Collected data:
##########

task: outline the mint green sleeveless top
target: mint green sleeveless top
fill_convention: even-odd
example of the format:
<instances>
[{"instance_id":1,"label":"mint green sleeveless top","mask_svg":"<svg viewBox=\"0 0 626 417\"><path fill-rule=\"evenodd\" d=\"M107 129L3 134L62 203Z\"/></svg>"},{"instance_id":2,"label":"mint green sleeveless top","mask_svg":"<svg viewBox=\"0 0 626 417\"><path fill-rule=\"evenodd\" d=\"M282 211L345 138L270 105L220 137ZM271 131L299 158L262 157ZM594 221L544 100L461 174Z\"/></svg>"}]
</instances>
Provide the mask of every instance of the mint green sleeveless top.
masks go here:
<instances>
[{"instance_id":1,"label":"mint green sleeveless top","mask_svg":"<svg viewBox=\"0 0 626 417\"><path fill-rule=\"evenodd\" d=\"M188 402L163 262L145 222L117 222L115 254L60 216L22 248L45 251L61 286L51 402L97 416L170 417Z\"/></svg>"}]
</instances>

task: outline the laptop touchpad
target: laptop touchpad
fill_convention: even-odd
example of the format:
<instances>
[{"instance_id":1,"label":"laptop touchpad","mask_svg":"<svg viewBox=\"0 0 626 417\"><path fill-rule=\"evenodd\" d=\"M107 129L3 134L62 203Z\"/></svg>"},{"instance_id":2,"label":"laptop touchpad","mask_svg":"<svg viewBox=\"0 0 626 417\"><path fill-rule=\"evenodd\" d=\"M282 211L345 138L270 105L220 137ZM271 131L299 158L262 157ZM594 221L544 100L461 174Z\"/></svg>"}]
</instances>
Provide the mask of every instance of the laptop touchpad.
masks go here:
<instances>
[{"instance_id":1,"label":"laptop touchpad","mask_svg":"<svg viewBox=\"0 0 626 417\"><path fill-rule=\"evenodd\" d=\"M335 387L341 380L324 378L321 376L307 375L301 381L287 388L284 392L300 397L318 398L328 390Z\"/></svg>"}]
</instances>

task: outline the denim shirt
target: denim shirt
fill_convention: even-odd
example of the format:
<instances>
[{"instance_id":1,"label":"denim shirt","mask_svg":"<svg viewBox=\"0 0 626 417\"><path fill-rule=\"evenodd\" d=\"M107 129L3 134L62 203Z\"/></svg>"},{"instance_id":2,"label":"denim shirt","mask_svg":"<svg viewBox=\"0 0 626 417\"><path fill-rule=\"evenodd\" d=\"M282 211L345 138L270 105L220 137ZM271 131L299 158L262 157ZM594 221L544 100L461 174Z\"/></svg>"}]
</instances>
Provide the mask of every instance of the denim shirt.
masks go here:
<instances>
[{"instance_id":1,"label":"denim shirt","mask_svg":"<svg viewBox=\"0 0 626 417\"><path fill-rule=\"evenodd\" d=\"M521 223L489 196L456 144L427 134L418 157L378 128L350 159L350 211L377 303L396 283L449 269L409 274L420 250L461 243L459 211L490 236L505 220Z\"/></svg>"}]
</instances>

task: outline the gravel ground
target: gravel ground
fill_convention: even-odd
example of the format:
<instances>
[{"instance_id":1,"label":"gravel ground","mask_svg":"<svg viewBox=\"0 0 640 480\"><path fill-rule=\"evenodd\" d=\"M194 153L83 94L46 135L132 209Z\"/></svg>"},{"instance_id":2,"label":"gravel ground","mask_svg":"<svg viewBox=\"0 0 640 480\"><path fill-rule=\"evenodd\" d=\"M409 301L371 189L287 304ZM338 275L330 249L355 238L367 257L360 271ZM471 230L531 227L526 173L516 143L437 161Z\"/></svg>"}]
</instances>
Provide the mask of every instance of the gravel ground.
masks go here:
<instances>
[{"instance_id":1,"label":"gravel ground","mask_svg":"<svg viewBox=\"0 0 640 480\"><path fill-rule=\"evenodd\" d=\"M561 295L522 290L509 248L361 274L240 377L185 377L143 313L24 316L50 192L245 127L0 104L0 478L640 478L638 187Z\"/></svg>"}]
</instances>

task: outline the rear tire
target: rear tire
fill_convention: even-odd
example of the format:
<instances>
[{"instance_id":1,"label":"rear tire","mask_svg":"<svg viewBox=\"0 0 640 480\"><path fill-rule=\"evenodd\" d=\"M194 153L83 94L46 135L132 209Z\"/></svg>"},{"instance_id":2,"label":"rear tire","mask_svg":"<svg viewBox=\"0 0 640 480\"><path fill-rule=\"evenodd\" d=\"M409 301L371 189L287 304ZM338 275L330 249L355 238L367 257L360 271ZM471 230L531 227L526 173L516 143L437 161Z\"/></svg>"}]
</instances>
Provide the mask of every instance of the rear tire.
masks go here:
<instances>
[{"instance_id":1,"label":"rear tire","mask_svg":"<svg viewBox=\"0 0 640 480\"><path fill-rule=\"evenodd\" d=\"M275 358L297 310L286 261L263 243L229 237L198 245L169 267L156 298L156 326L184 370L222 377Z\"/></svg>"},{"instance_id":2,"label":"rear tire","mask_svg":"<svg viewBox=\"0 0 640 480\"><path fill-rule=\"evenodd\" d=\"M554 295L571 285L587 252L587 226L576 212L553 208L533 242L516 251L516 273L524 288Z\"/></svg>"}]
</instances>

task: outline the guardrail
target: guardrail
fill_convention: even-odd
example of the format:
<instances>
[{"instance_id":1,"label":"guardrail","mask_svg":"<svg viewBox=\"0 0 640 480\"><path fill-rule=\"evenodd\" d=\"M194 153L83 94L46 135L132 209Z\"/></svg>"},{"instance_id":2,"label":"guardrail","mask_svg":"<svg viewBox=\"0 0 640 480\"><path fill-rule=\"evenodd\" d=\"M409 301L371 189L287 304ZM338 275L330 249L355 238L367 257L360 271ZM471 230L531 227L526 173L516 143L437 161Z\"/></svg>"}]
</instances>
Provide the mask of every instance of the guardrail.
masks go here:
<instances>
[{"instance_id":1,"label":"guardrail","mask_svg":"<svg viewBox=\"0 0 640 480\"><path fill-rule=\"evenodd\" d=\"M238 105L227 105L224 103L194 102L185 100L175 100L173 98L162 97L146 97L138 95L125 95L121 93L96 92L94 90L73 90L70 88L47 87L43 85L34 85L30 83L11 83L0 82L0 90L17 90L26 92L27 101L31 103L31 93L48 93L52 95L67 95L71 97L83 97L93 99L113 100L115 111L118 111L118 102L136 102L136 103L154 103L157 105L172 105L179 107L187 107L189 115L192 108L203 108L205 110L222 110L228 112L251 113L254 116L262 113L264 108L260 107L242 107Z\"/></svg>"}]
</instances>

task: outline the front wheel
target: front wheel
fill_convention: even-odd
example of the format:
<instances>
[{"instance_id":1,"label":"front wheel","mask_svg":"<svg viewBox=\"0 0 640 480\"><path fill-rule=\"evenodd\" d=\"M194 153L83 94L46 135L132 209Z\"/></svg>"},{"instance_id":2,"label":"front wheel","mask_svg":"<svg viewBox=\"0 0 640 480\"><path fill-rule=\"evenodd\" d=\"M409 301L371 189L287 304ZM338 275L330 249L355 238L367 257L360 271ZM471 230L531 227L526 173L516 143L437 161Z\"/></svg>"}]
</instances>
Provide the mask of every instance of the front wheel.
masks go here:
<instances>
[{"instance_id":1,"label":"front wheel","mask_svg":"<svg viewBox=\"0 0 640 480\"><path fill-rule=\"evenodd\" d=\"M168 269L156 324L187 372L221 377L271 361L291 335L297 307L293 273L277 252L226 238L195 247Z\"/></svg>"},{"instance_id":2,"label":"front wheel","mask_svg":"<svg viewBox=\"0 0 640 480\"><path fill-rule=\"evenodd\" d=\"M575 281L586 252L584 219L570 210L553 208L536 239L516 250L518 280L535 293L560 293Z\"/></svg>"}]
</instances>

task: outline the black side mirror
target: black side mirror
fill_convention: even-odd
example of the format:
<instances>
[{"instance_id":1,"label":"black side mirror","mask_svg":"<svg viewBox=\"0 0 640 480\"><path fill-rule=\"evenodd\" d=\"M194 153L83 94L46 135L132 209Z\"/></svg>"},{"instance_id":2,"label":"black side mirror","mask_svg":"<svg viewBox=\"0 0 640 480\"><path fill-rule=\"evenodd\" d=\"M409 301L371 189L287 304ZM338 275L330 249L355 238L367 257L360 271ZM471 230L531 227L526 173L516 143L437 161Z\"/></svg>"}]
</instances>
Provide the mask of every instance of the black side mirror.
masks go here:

##########

Your answer should be the lines from the one containing "Provide the mask of every instance of the black" through the end of the records, both included, output exactly and with nothing added.

Provide the mask of every instance of the black side mirror.
masks go here:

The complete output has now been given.